#### Exercise materials:
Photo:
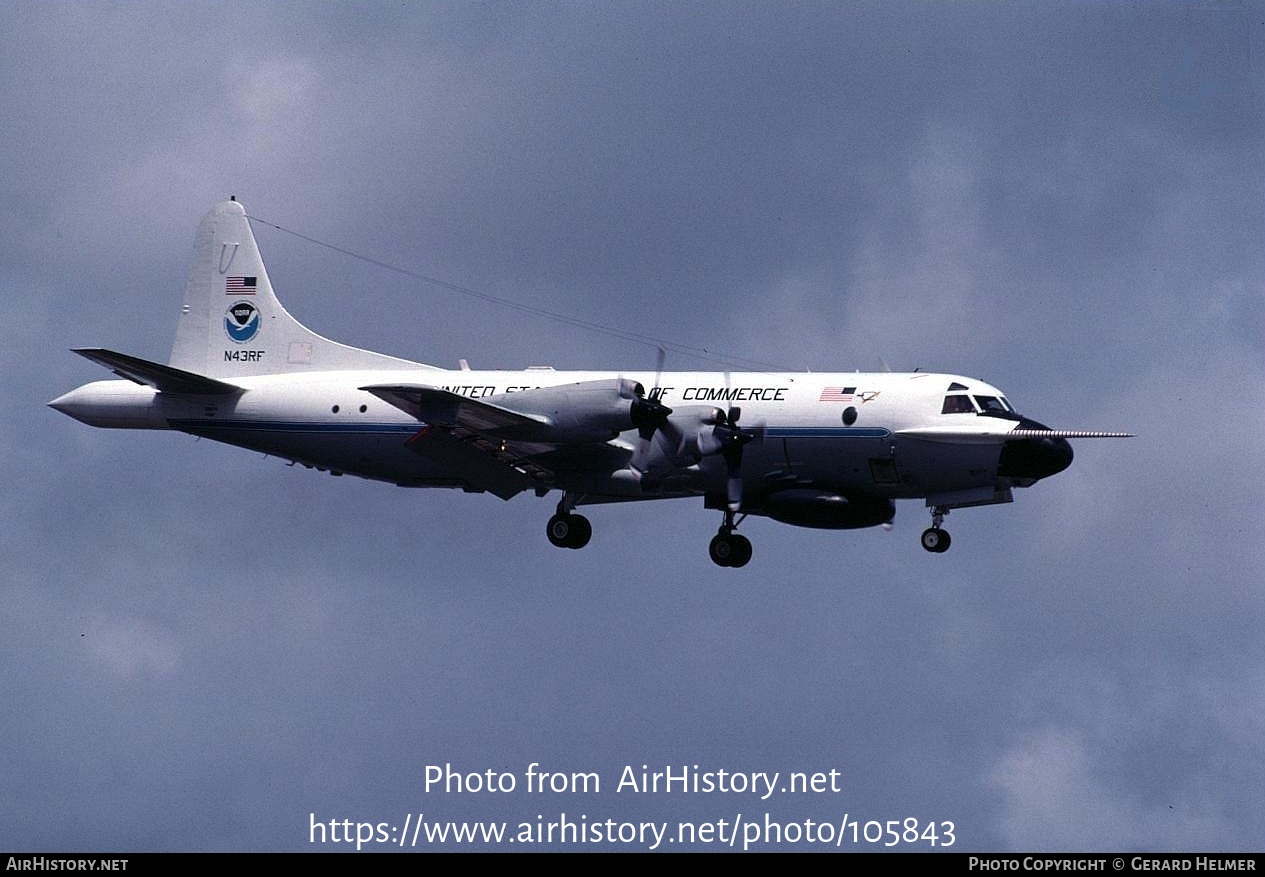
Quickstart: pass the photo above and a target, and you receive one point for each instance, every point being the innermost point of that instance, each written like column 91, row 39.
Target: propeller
column 649, row 415
column 728, row 439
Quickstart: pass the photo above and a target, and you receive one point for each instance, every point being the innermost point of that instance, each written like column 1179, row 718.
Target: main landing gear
column 567, row 529
column 729, row 548
column 934, row 538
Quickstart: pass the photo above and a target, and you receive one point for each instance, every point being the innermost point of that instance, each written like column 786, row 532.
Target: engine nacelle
column 829, row 511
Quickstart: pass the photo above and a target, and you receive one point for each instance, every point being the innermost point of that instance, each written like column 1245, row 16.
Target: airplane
column 830, row 451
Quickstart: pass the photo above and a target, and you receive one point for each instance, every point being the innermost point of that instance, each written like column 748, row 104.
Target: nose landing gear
column 934, row 538
column 729, row 548
column 567, row 529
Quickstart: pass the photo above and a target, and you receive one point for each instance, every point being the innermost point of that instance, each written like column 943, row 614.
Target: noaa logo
column 242, row 322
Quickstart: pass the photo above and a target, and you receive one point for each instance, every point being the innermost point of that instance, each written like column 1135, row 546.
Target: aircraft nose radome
column 65, row 404
column 1034, row 458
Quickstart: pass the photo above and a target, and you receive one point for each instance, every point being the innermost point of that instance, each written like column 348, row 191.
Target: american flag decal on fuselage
column 838, row 395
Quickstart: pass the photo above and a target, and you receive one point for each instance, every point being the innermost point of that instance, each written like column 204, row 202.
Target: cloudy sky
column 203, row 649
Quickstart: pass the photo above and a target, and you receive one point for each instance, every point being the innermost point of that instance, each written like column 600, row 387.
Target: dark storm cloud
column 1063, row 199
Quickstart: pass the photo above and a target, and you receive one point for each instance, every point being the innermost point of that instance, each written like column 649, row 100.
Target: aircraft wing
column 473, row 438
column 440, row 408
column 158, row 376
column 972, row 434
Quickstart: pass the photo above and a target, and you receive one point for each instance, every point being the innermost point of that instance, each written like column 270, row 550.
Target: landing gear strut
column 567, row 529
column 729, row 548
column 934, row 538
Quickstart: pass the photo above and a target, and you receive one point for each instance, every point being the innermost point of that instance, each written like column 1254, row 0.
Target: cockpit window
column 958, row 404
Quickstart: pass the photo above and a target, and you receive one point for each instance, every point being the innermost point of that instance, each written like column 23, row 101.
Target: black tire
column 740, row 551
column 936, row 541
column 581, row 532
column 721, row 549
column 559, row 529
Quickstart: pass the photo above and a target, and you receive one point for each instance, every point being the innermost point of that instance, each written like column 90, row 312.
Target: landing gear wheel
column 568, row 530
column 730, row 549
column 936, row 541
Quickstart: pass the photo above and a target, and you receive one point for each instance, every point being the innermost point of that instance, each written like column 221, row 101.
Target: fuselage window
column 958, row 405
column 991, row 404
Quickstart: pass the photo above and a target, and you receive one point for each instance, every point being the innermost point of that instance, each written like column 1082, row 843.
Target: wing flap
column 440, row 408
column 468, row 437
column 165, row 379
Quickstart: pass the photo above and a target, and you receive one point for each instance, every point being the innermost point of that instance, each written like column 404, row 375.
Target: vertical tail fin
column 232, row 323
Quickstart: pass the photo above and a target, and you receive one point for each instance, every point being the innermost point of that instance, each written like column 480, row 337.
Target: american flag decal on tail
column 838, row 395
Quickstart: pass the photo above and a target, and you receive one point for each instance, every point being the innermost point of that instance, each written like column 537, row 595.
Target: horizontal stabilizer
column 163, row 379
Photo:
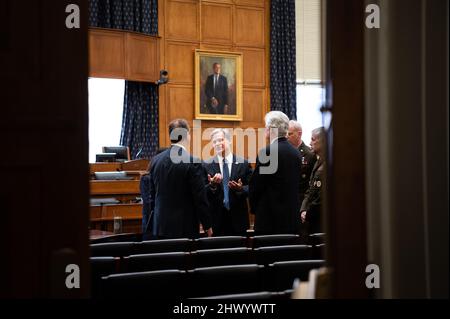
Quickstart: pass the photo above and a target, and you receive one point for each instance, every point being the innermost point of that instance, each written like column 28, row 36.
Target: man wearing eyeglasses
column 274, row 185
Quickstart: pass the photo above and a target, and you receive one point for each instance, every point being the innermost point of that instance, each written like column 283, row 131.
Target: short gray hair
column 278, row 120
column 296, row 125
column 226, row 133
column 319, row 132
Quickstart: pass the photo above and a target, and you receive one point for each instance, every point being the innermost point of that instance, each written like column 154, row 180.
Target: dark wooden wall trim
column 345, row 204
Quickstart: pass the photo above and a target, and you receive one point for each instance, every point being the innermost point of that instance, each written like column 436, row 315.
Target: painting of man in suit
column 218, row 93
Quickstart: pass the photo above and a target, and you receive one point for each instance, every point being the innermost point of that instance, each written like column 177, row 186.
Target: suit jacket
column 312, row 201
column 308, row 160
column 274, row 197
column 238, row 214
column 220, row 92
column 144, row 186
column 178, row 201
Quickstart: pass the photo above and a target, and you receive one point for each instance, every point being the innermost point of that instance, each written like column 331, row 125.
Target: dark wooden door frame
column 345, row 197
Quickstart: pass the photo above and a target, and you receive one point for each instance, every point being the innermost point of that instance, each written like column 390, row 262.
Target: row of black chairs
column 119, row 249
column 313, row 239
column 207, row 258
column 205, row 282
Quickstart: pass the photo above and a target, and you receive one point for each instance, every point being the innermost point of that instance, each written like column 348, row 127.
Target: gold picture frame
column 218, row 85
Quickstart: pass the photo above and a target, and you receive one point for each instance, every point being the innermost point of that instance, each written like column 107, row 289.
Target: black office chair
column 158, row 261
column 222, row 257
column 220, row 242
column 150, row 284
column 223, row 280
column 275, row 240
column 119, row 249
column 163, row 246
column 271, row 254
column 251, row 295
column 283, row 274
column 125, row 237
column 317, row 239
column 100, row 266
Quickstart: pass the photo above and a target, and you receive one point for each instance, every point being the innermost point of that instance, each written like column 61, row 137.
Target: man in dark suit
column 178, row 201
column 311, row 207
column 227, row 187
column 216, row 90
column 274, row 185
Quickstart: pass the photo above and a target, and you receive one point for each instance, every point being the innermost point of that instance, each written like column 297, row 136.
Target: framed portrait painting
column 218, row 85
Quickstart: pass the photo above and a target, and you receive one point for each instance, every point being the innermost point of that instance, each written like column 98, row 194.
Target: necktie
column 225, row 180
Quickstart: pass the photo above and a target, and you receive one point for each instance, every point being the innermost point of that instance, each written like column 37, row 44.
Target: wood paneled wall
column 226, row 25
column 123, row 55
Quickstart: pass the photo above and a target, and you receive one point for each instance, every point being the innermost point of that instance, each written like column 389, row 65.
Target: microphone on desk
column 139, row 152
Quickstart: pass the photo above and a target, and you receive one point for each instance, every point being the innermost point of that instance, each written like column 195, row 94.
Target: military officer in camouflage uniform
column 310, row 210
column 307, row 156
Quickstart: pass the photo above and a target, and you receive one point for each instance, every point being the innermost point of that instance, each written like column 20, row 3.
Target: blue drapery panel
column 140, row 131
column 140, row 119
column 282, row 57
column 134, row 15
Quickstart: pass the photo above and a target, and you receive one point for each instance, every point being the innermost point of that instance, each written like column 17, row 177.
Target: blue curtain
column 134, row 15
column 283, row 96
column 140, row 119
column 140, row 131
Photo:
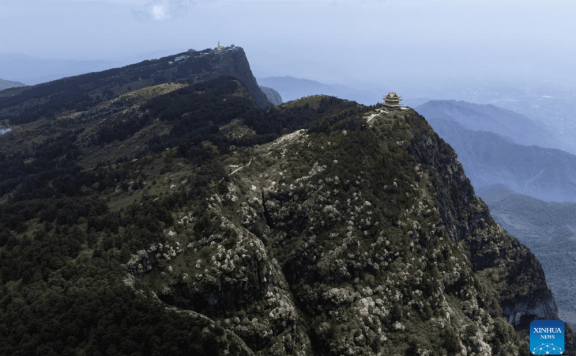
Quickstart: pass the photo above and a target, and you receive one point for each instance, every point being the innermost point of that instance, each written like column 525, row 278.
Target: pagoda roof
column 392, row 96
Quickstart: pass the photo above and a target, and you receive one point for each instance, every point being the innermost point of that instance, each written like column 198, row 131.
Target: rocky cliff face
column 361, row 239
column 80, row 93
column 314, row 227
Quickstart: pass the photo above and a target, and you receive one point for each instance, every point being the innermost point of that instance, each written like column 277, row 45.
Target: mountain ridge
column 187, row 218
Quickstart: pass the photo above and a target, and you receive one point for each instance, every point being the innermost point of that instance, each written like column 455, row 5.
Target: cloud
column 162, row 10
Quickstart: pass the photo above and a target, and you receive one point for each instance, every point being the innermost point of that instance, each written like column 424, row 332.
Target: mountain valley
column 167, row 207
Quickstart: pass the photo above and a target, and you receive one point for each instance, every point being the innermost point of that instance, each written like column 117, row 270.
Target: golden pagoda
column 392, row 101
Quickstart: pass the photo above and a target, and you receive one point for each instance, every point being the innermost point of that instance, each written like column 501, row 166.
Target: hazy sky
column 326, row 40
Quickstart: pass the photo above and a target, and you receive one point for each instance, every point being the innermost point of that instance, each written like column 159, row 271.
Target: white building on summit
column 392, row 101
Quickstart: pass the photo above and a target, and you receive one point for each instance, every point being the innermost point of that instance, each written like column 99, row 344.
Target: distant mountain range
column 475, row 117
column 494, row 158
column 549, row 230
column 291, row 88
column 5, row 84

#### Problem requirements:
Starting at the first line of the data, set down each line exactly until you have copied the line with "1179, row 718.", but leave the pictures out.

#### Answer:
Photo:
Quickstart: pass the photo above and a target, and you receive one point for each instance, every point being the innermost point of that instance, each written like column 91, row 39.
Target: propeller
column 649, row 415
column 728, row 439
Quickstart: pass the photo above and a target, and you receive one point for each instance, every point being the innermost point of that instance, each written like column 1179, row 718.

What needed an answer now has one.